» **Set exercise**
Repeat everything from the line containing "Find the forearm;" down to the line containing "[[[531,74],[664,62],[662,0],[512,0],[512,5]]]", word for word. Give only those lines.

» **Data**

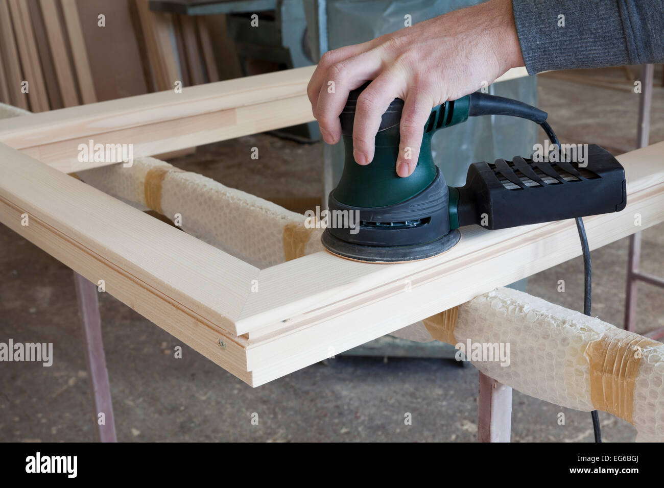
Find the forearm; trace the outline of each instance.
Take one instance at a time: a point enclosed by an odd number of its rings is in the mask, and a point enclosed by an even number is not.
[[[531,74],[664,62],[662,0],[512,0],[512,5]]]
--
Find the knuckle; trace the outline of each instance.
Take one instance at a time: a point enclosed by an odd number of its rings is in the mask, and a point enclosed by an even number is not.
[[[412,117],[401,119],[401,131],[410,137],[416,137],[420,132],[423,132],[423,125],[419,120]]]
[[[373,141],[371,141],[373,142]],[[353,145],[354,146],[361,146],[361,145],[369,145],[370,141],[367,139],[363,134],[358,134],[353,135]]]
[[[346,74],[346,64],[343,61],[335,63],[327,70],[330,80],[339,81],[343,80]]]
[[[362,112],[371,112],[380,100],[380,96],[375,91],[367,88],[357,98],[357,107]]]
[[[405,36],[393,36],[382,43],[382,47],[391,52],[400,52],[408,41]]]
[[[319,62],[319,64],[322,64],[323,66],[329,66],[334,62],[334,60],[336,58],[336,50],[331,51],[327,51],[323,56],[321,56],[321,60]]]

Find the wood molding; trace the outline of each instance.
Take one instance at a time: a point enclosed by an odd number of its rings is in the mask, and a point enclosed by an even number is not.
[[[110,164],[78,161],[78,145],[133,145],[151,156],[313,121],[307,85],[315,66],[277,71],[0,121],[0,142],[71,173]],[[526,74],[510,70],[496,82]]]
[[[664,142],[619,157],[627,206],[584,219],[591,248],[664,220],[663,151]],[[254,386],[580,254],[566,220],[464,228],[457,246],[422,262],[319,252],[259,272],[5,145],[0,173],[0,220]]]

» **Final result**
Find the forearm; trace the outline of each instance.
Take one instance at a time: a point enclosed by an odd number of its rings is in the mask, and a point enclosed by an even number is not.
[[[531,74],[664,62],[662,0],[512,0],[512,5]]]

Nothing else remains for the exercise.